## Direction
Quote exactly, and only, the lines from the one with "out the paved" through the end of the listing.

## Records to process
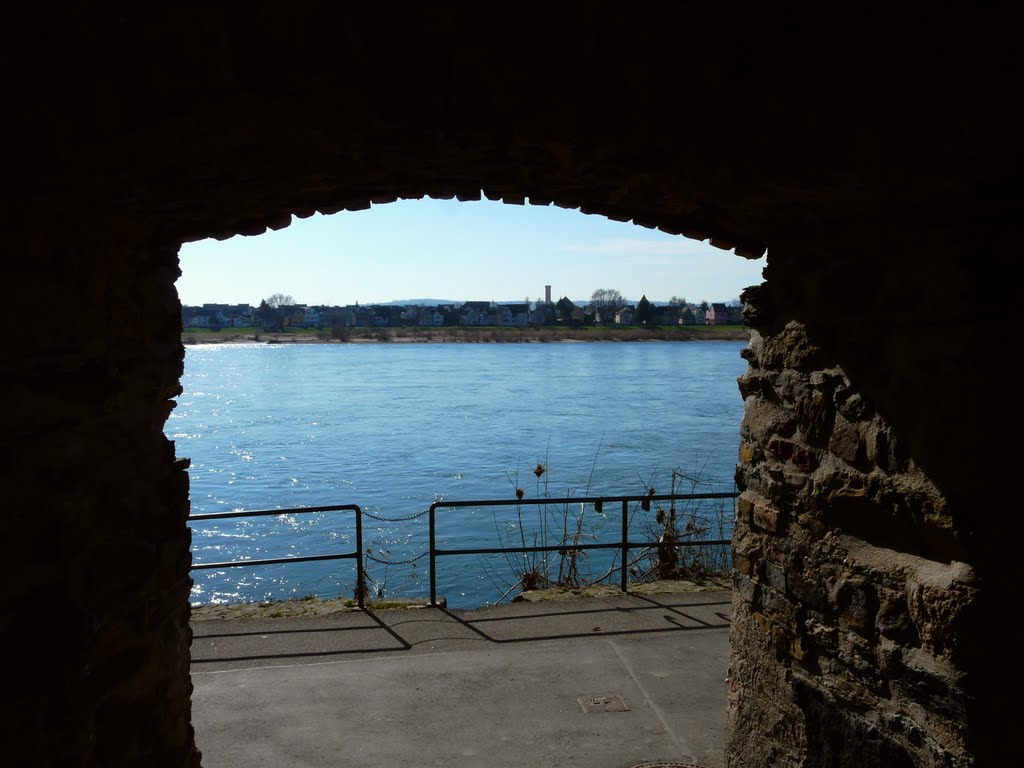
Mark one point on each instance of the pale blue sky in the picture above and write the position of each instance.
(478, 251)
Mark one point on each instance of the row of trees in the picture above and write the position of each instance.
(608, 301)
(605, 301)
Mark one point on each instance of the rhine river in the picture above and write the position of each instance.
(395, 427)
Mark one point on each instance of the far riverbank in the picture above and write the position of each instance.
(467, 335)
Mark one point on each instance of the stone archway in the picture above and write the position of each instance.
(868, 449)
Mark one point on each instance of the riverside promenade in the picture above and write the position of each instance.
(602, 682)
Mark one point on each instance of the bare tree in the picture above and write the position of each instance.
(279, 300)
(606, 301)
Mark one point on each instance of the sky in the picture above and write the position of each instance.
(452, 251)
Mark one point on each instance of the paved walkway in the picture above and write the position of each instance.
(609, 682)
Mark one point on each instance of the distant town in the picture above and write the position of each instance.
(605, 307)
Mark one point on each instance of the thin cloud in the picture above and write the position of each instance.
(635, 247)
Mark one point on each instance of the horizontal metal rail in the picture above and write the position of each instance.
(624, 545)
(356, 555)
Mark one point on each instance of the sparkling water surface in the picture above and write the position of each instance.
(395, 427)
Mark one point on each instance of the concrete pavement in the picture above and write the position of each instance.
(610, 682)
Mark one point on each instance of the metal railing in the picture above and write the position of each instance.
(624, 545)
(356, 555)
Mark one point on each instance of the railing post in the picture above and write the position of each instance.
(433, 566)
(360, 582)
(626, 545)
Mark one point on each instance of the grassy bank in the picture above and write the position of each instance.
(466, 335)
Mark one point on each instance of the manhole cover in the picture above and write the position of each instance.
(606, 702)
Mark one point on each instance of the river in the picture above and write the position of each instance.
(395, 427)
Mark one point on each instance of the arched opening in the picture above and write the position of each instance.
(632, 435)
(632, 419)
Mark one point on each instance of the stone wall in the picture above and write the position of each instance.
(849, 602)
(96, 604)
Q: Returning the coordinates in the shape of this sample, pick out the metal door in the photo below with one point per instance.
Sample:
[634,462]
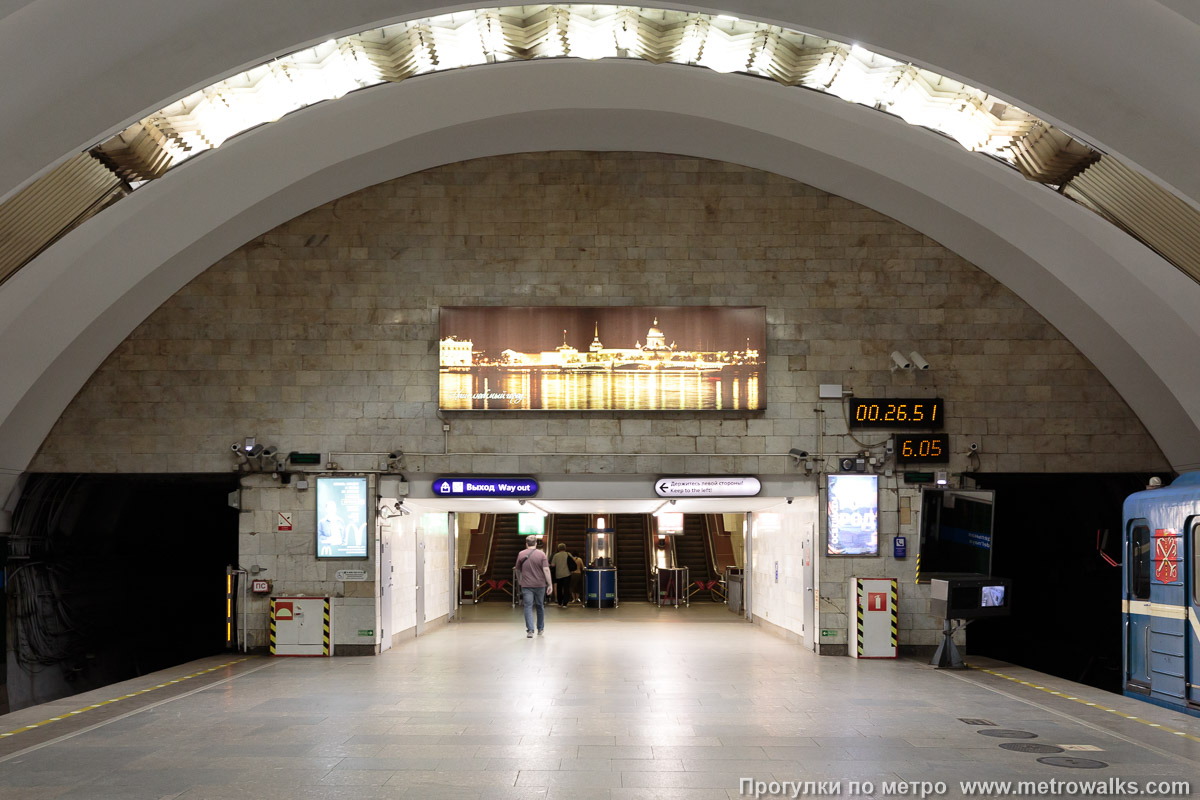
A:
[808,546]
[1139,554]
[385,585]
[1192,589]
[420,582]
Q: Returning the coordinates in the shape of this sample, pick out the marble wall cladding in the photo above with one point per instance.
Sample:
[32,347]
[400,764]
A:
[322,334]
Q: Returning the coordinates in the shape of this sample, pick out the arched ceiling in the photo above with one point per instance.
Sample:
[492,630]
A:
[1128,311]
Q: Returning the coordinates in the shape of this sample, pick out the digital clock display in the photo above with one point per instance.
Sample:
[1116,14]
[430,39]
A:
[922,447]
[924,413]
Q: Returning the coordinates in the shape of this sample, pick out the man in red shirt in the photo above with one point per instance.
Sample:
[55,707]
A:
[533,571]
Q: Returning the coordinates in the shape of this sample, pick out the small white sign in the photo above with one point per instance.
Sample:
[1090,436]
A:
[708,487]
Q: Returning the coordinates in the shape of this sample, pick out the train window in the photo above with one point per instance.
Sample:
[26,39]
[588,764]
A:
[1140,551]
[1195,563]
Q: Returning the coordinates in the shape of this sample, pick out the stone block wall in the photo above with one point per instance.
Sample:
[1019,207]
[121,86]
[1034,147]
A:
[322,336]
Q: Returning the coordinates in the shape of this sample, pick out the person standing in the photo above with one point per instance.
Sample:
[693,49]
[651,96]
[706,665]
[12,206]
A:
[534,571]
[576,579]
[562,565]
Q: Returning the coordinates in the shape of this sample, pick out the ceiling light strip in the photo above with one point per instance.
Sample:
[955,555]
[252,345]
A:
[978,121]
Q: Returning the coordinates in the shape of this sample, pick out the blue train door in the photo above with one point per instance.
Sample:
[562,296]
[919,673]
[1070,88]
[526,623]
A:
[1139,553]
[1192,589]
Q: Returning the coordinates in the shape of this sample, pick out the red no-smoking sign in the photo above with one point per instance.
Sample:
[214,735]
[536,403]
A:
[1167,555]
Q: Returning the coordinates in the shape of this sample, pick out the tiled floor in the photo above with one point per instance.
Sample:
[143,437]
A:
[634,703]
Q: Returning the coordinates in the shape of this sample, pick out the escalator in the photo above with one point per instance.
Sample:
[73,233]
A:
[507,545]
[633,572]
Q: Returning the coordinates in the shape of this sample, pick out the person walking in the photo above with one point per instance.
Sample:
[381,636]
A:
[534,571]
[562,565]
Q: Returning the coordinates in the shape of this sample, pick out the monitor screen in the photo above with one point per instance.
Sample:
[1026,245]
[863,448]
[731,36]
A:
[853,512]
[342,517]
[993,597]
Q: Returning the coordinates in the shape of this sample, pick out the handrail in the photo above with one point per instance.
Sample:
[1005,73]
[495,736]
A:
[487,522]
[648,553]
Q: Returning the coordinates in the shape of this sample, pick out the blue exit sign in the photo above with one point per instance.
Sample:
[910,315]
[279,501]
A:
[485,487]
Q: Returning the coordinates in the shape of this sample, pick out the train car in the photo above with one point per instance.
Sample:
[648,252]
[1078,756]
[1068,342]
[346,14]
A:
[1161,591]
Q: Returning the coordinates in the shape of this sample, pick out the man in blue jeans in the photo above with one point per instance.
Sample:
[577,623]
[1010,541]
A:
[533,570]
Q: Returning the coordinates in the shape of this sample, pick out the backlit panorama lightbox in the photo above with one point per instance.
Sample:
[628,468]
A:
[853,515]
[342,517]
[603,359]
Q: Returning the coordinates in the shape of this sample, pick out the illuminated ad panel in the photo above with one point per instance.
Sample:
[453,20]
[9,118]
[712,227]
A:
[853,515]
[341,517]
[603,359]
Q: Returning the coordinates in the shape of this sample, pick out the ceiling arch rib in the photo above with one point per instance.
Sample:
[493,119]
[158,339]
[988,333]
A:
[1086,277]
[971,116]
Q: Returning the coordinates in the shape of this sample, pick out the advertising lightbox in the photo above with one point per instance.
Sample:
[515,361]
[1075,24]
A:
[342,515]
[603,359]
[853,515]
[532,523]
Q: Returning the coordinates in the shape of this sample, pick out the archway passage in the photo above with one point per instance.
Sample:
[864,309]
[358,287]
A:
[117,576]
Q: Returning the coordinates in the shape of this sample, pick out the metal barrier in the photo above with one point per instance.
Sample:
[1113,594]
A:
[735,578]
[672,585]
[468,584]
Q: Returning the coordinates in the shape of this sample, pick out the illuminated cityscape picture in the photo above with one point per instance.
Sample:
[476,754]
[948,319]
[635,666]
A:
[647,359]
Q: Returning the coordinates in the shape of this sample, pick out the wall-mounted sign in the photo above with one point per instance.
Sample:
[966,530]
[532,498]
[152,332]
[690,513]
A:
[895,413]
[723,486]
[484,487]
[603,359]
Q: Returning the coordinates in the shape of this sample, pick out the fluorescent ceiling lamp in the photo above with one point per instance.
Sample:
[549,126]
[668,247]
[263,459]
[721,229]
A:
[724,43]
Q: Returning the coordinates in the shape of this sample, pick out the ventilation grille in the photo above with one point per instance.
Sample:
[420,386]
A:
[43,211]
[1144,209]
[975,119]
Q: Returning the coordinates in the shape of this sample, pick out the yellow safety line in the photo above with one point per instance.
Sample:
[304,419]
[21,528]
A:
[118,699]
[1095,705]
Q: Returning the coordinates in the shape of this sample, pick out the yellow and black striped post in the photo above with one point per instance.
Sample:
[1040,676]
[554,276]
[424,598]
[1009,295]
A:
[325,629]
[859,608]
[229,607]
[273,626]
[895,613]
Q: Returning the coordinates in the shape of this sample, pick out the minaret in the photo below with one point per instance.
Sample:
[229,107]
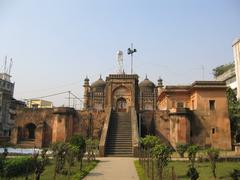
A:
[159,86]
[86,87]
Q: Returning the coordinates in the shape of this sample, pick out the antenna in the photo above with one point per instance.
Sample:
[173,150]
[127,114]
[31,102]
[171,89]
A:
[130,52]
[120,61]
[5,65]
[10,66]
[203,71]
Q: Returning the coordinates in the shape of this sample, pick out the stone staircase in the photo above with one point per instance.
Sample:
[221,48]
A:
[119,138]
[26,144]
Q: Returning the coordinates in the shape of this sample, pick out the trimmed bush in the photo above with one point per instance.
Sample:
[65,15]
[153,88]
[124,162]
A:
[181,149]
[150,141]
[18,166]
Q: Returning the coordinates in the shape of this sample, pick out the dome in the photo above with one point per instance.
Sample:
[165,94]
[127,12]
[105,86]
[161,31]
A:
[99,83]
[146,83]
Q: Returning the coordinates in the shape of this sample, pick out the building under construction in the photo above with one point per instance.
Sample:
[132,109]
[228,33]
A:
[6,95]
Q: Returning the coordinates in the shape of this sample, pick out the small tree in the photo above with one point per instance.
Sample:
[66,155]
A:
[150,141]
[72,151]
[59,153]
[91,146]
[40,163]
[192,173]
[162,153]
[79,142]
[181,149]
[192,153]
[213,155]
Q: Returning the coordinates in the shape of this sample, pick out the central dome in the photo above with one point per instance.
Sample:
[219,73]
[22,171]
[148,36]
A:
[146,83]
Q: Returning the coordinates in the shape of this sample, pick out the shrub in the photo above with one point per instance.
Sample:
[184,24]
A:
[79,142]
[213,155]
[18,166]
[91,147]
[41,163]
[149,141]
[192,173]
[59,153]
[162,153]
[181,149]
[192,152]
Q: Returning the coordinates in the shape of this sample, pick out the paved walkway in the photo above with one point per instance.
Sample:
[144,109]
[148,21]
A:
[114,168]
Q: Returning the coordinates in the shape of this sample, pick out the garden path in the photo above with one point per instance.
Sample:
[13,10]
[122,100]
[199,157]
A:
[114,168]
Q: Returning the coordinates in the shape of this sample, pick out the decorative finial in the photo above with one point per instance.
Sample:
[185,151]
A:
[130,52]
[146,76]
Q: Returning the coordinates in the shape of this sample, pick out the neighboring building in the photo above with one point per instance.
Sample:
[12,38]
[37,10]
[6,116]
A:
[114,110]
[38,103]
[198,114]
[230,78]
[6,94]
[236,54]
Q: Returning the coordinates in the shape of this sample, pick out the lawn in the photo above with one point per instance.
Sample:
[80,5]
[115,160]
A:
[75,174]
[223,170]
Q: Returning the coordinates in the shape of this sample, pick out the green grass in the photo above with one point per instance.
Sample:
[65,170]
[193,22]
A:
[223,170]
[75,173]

## Full solution
Q: Returning the coordinates in the shape of this sample, pick out the paved walkway in the photo above with one point per instance.
Sample:
[144,109]
[148,21]
A:
[114,168]
Q: Returning the coordinates in the shape of this sample, pick out the garden path in the photo above with one point per instance.
Sample:
[13,10]
[122,100]
[199,157]
A:
[114,168]
Q: Returning the coordinates in the shape of this sample, pick out the decorative finial in the photo above with one point per instance.
Sample:
[185,151]
A:
[130,52]
[146,76]
Q: Returning the coordinates in the shape of this sample, pick out the neighboring building in the photo above with one point per instance.
Sample:
[12,38]
[37,10]
[6,116]
A:
[114,110]
[38,103]
[198,114]
[230,78]
[6,94]
[236,54]
Q: Returning the coordinates in the shape of this sample, pick out the lawn in the photo above with one point per instance.
Sample:
[80,5]
[115,160]
A:
[75,174]
[223,170]
Q: Returning the coordinates in the shape of this sample, pick out the green grass in the photo above with one point per instance.
Sample:
[65,170]
[193,22]
A:
[223,170]
[75,173]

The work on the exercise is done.